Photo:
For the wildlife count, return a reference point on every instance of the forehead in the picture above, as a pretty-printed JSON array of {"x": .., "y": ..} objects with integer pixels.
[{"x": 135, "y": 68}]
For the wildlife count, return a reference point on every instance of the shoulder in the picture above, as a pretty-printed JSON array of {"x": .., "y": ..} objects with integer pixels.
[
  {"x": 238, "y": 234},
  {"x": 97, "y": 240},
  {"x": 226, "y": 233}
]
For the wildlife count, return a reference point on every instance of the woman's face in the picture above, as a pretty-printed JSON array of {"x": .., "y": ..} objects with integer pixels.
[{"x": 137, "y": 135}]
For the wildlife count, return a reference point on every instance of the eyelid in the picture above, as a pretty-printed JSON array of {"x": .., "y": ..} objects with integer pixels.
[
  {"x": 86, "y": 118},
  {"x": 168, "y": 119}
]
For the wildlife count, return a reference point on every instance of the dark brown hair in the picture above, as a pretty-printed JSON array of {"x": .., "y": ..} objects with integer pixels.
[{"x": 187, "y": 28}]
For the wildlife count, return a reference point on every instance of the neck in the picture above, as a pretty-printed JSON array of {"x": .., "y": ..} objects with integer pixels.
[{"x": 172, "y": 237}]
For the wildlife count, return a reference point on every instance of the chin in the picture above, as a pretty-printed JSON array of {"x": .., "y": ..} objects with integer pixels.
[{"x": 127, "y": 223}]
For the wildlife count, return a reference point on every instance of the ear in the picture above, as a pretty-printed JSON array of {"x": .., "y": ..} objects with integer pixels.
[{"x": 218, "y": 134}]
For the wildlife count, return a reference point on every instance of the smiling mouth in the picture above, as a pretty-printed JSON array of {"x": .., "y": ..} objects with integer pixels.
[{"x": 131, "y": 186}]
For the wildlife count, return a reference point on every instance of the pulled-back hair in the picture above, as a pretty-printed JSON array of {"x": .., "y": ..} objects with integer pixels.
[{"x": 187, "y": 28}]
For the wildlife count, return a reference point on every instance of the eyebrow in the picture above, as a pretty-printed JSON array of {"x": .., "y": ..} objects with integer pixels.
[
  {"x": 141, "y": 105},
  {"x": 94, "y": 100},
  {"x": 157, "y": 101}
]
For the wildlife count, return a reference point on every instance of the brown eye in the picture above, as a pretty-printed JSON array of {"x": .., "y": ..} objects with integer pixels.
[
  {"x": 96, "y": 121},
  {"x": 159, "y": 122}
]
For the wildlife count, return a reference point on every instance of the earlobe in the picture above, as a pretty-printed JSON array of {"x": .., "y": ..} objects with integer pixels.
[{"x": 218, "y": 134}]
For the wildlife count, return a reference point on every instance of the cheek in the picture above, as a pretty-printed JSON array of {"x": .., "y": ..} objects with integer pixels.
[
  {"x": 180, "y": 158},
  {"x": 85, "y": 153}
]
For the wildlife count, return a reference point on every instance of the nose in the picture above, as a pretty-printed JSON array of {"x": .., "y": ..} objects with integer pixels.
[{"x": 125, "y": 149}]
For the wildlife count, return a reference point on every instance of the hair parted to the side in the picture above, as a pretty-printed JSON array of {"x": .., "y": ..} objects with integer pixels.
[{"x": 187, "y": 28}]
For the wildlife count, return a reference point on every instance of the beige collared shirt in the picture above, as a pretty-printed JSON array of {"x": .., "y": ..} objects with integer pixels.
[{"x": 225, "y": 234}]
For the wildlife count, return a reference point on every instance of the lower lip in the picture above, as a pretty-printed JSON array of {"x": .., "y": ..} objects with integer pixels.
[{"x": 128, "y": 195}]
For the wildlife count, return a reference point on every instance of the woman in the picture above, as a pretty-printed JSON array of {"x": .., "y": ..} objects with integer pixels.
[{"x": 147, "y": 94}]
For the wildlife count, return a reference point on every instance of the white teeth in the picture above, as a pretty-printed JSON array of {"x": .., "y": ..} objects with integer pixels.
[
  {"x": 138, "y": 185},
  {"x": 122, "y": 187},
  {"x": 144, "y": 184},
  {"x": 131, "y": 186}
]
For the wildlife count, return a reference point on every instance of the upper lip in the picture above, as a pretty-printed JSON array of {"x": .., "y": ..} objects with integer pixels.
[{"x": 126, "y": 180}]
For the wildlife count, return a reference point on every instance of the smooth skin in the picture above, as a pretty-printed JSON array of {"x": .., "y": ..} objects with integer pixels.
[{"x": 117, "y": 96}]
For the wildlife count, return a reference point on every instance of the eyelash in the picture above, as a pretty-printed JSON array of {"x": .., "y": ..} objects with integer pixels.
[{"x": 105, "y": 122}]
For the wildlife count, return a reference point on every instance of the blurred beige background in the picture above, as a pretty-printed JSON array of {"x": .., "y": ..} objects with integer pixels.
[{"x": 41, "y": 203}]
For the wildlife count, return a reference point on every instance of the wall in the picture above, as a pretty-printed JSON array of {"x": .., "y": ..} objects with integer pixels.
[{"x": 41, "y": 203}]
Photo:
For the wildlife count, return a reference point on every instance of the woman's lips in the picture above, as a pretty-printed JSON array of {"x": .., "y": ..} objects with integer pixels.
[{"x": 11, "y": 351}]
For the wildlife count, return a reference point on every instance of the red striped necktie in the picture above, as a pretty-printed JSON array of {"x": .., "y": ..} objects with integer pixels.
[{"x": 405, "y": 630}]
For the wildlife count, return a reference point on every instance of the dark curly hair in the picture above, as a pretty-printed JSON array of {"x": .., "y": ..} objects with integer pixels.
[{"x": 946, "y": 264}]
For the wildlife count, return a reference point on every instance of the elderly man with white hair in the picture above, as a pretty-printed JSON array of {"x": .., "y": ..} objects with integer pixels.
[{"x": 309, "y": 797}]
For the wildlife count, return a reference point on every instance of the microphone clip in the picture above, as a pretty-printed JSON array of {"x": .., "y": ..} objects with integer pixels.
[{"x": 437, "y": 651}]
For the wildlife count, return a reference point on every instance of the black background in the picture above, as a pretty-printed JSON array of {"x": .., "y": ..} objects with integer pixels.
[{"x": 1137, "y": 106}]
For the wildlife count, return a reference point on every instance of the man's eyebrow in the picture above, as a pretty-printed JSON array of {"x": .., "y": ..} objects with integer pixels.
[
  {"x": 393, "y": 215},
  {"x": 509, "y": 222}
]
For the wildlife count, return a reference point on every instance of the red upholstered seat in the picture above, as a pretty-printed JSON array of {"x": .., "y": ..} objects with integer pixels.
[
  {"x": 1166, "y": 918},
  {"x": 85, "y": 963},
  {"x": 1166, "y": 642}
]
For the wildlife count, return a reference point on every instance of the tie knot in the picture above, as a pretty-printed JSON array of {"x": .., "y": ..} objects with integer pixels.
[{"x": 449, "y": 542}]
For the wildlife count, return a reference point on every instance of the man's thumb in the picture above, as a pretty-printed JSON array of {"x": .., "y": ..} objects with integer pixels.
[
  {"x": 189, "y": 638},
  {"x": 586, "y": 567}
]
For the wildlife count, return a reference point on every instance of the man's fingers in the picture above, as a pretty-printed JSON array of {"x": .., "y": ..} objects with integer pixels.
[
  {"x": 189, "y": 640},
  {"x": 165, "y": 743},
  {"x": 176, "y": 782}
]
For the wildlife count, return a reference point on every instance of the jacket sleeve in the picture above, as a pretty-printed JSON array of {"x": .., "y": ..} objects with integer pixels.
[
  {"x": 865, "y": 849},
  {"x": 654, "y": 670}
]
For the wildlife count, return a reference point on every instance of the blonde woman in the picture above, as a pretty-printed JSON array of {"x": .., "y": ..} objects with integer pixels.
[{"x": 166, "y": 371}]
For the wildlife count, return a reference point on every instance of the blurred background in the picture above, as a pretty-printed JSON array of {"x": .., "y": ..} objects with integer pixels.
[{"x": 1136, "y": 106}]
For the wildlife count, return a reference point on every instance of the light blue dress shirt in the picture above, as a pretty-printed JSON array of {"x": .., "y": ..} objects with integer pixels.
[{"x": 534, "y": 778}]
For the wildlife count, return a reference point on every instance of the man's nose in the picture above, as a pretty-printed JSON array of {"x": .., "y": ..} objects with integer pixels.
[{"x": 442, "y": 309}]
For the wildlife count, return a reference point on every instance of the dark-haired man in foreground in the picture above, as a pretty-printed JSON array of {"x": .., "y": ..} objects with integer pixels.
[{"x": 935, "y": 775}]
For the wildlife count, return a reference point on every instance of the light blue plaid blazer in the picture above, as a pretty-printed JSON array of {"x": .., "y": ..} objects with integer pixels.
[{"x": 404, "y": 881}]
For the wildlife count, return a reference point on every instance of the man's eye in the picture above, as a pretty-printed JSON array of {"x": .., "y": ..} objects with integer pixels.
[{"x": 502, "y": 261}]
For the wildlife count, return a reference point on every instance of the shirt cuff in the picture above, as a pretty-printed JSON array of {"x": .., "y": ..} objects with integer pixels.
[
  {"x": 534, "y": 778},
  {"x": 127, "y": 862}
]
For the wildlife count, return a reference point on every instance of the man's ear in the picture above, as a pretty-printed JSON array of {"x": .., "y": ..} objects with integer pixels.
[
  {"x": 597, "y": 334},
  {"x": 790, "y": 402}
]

*What you are asked to do*. Rewrite the data from the line containing "of the shirt" through the end of the data, substituting "marker point" for every "reference point" and leaving everything else unchanged.

*Exercise response*.
For the wildlife count, return a marker point on every instance of the shirt cuff in the picture above, as a pretty-printed JSON array of {"x": .., "y": ..} objects with integer pixels.
[
  {"x": 534, "y": 778},
  {"x": 127, "y": 862}
]
For the wildlife count, return a marker point on every instance of the man's ear in the picture above, as a pretty-printed JSON array of {"x": .., "y": ..} objects with integer pixels.
[
  {"x": 597, "y": 334},
  {"x": 790, "y": 402}
]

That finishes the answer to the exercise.